◆ Written task: Write out the lines of each entry again, switching every "nose" to "chin" and leaving everything else unchanged.

## begin Data to use

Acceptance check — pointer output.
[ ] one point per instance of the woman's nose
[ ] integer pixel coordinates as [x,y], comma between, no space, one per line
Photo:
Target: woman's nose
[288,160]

## end Data to use

◆ Reply to the task:
Acceptance check — pointer output.
[ ] one point per instance of the woman's chin
[ ] integer pixel coordinates as [x,y], comma between, no space, one per line
Photo:
Target: woman's chin
[288,160]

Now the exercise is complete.